The heart rate is the number of beats per minute. On average, an adult human’s heart beats around 70-75 beats per minute. A precise way of measuring the heart rate is the electrocardiograph (EKG). EKG’s can diagnose the condition of the heart by reading the electrical waves that travel through the cardiac muscle during the heart cycle. There are three main electrical signals that are graphed on an EKG: the P, QRS and T waves. Each wave represents a different part of the heartbeat or cardiac cycle.
EKG’s are used very frequently in hospitals or other clinical settings, especially when the patient is in critical condition. An electrocardiogram is often taken not only when the patient is at rest but at work, such as riding a stationary bicycle or running on a treadmill; this gives a more accurate image of the health of the patient’s heart. Below are three diseases and conditions of the heart that can be detected using an electrocardiogram.
Arrhythmia is a term that refers to unusual beating patterns in the heart. For example the heart may beat much faster (tachycardia) or slower (bradycardia) than normal, or it may beat erratically (fibrillation).
Fibrillation is when the heart quivers but doesn’t produce the coordinated pumping action needed to push the blood through the heart and out into the body. There are two types of heart fibrillation, atrial and ventricular.

=== TASK LIST ===
a: Answer these questions from the passage on heart rate and EKGs.
(i) On average, how many times per minute does an adult human's heart beat?
(ii) Besides at rest, when is an electrocardiogram often taken?
(iii) What are the two types of heart fibrillation?
b: Continue the passage on heart rate and EKGs, starting after its final sentence.
The material comes from a different source than the passage on heart rate and EKGs.

=== EXTRACTED INFORMATION ===
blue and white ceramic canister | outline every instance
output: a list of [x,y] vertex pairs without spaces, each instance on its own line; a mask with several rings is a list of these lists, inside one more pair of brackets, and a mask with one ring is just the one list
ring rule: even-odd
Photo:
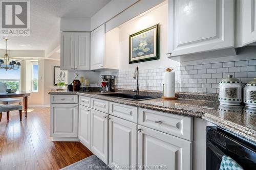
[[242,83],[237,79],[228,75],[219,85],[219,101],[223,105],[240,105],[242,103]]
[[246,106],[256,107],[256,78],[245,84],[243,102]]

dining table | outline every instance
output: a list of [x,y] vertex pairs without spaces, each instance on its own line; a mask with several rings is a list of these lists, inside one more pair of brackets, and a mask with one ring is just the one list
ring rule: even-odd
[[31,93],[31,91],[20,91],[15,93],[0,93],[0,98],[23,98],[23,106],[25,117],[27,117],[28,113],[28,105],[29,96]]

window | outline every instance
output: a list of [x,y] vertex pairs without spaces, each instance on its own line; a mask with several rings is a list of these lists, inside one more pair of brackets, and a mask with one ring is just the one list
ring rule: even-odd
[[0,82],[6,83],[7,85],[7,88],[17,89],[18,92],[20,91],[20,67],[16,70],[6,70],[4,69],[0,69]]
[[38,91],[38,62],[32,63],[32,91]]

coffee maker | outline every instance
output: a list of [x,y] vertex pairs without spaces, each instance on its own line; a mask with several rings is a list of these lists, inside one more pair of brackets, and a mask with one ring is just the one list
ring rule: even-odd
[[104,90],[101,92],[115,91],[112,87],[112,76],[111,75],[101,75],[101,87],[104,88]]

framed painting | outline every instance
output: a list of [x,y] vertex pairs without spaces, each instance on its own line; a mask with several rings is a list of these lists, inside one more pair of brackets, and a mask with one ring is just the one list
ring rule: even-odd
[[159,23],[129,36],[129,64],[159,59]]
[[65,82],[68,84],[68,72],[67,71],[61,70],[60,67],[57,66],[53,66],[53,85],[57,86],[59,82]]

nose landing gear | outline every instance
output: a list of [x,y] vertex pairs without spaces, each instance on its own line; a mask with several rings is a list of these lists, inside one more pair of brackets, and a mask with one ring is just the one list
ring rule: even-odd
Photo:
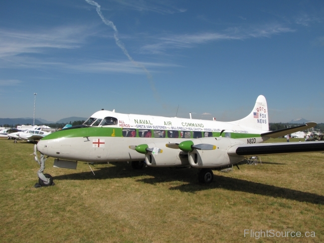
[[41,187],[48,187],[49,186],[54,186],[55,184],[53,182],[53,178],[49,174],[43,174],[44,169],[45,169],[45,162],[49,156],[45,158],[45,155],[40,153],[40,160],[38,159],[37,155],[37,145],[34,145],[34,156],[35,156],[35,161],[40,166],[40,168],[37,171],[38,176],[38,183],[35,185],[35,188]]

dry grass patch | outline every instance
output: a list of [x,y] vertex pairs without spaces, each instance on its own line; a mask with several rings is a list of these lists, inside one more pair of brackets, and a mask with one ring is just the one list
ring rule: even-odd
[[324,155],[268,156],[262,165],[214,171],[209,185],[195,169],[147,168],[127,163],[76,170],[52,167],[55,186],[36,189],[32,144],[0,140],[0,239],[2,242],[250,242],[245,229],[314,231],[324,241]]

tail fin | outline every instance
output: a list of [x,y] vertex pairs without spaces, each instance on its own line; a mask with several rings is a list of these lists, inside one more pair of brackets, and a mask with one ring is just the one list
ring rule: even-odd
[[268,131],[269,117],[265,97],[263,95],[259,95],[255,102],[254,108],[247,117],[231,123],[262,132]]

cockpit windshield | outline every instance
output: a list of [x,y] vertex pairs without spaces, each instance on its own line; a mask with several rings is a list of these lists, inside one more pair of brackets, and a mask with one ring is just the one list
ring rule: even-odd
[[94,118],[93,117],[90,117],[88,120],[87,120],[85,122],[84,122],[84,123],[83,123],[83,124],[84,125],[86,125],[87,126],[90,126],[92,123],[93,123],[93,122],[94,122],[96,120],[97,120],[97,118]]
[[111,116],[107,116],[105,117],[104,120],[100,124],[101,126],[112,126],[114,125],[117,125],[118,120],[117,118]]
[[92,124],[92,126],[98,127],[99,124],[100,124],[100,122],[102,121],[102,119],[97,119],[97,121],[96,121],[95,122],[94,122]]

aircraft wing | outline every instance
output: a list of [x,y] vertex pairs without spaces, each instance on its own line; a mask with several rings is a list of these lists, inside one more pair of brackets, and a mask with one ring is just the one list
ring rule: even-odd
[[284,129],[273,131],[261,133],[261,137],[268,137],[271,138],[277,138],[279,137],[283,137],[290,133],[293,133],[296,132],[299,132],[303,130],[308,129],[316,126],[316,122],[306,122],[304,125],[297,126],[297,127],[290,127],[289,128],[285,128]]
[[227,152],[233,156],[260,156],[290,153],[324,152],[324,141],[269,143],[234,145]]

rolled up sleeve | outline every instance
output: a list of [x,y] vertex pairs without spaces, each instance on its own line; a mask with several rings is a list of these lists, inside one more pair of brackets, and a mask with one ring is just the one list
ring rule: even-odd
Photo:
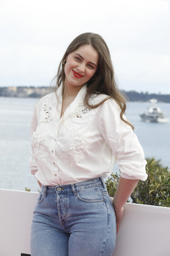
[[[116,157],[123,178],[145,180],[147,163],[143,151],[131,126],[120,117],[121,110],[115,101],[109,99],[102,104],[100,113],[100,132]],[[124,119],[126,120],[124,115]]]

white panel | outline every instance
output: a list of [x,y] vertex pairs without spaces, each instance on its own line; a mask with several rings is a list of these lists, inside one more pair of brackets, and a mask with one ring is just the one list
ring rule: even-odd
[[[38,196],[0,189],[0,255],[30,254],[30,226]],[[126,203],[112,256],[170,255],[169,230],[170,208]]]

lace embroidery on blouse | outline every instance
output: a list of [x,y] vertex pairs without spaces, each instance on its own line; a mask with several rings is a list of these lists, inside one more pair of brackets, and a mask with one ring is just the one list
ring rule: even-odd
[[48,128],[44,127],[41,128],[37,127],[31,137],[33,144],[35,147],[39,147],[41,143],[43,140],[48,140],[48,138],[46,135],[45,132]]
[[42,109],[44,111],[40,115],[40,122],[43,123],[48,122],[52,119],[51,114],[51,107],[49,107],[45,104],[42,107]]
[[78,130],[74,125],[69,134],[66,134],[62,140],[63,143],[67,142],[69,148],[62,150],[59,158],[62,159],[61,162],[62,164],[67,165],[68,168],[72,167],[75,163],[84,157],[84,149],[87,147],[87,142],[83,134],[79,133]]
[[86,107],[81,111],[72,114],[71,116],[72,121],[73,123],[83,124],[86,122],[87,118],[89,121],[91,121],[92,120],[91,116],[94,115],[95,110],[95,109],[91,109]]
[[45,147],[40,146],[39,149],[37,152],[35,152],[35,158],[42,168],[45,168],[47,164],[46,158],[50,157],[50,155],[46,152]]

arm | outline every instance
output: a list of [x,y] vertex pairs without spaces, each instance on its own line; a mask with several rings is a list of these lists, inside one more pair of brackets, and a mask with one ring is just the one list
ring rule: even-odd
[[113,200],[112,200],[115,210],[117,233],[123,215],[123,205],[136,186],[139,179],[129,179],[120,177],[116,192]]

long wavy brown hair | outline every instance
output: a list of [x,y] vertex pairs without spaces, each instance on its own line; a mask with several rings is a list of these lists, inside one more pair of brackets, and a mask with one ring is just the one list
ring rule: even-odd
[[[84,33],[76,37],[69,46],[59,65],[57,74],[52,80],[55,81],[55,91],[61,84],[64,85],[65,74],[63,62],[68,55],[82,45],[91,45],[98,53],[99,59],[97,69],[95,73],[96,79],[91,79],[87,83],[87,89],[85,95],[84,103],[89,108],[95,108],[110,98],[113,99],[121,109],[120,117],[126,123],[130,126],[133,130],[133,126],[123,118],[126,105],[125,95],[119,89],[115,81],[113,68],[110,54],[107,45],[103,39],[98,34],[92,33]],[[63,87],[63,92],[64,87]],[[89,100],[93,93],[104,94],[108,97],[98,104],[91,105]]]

=== ANSWERS PER TASK ===
a:
(i) Around 70-75 beats per minute.
(ii) At work, such as while riding a stationary bicycle or running on a treadmill.
(iii) Atrial and ventricular.

b:
Atrial fibrillation occurs when the atria quiver instead of pumping effectively. Because the blood is not fully pumped out it can cause it to form a pool and start to clot. A stroke occurs if a piece of this blood clot leaves the heart and becomes stuck in an artery in the brain. On the EKG, no P-waves are seen due to the chaotic atrial depolarization. The QRS complexes have normal shape, due to normal ventricular conduction.
Ventricular fibrillation is life-threatening and can cause a heart attack without much warning. It occurs when the ventricles are unable to pump blood; the pulse weakens and unconsciousness quickly follows. If cardiac arrest follows, CPR must be performed immediately after cardiac arrest to ensure the survival of the person. Ventricular fibrillation is common in people who have coronary heart disease, which is when the arteries become narrowed. On an ECG the waves are irregular and random. There is no apparent QRS wave.Other symptoms that may require surgery can be identified by an EKG, such as pericarditis.